EXCERPT PROVIDED:
CURWOOD: Coming up. Getting more black and brown folks back to the land
That’s just ahead on Living on Earth, keep listening!

ANNOUNCER: Funding for Living on Earth comes from you, our listeners, and United Technologies, combining passion for science with engineering to create solutions designed for sustainability in aerospace, building industries, and food refrigeration. UTC companies such as Otis, Carrier, Pratt and Whitney, and UTC Aerospace systems are helping to move the world forward. You can learn more about United Technologies by tuning into the Race to Nine Billion podcast; listen at racetoninebillion.com. This is PRI, Public Radio International.

CUTAWAY MUSIC: Joshua Messick/Ryan Knott/Zack Page/James Kylen, “Mountain Laurel” on Woodland Dance, by Joshua Messick, self-published

Farming While Black: Soul Fire Farm's Practical Guide to Liberation on the Land

Run by a collective of Black, Brown and Jewish people, the mission of Soul Fire Farm is to end injustice within the food system. (Photo: Soul Fire Farm)

PROBLEM 1: Write out the stretch of the Living on Earth transcript from "Run by a collective" through "Soul Fire Farm)", word for word.
PROBLEM 2: Carry the Living on Earth transcript forward from its final line.

EXERCISE DATA:
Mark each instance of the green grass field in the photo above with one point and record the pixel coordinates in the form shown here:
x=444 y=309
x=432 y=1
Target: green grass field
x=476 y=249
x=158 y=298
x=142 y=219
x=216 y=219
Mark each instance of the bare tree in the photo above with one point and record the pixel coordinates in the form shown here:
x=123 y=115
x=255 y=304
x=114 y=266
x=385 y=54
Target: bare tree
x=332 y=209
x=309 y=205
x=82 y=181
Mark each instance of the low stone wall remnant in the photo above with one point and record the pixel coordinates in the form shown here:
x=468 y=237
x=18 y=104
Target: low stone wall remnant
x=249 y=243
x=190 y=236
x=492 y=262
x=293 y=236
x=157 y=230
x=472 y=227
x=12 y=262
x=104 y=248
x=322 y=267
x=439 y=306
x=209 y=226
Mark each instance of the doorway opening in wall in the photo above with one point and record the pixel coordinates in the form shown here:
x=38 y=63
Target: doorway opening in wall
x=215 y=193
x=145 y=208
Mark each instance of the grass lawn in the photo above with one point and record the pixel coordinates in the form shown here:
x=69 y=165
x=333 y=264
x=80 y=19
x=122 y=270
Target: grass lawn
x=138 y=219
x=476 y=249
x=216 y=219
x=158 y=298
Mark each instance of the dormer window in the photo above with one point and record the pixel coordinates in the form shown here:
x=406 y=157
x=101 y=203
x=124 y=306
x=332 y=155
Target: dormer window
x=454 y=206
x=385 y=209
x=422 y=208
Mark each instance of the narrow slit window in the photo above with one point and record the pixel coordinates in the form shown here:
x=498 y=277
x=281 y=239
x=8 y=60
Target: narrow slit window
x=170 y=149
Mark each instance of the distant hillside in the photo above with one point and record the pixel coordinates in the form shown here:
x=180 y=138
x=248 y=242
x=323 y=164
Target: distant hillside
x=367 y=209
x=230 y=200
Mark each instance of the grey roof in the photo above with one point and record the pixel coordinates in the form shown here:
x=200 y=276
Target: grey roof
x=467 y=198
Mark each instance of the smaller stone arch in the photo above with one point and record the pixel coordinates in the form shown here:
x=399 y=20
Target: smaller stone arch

OUTPUT 1:
Run by a collective of Black, Brown and Jewish people, the mission of Soul Fire Farm is to end injustice within the food system. (Photo: Soul Fire Farm)

OUTPUT 2:
CURWOOD: It’s Living on Earth, I’m Steve Curwood.

Leah Penniman is an activist working towards environmental, racial, and food justice through her work at Soul Fire Farm, a collective of ten Black, Brown, and Jewish farmers. Their goal is to dismantle racism within the food system while reconnecting people of color to the earth. Leah has a new book called, Farming While Black: Soul Fire Farm's Practical Guide to Liberation on the Land. In it, she describes her journey as a woman of color reclaiming her space in the agricultural world, while providing a comprehensive guide for others who may want to follow her path. Welcome to the show, Leah!

PENNIMAN: Thanks so much for having me.

CURWOOD: Tell me a little bit about your journey falling in love with nature and farming, and how it has led you to create your book, “Farming While Black”.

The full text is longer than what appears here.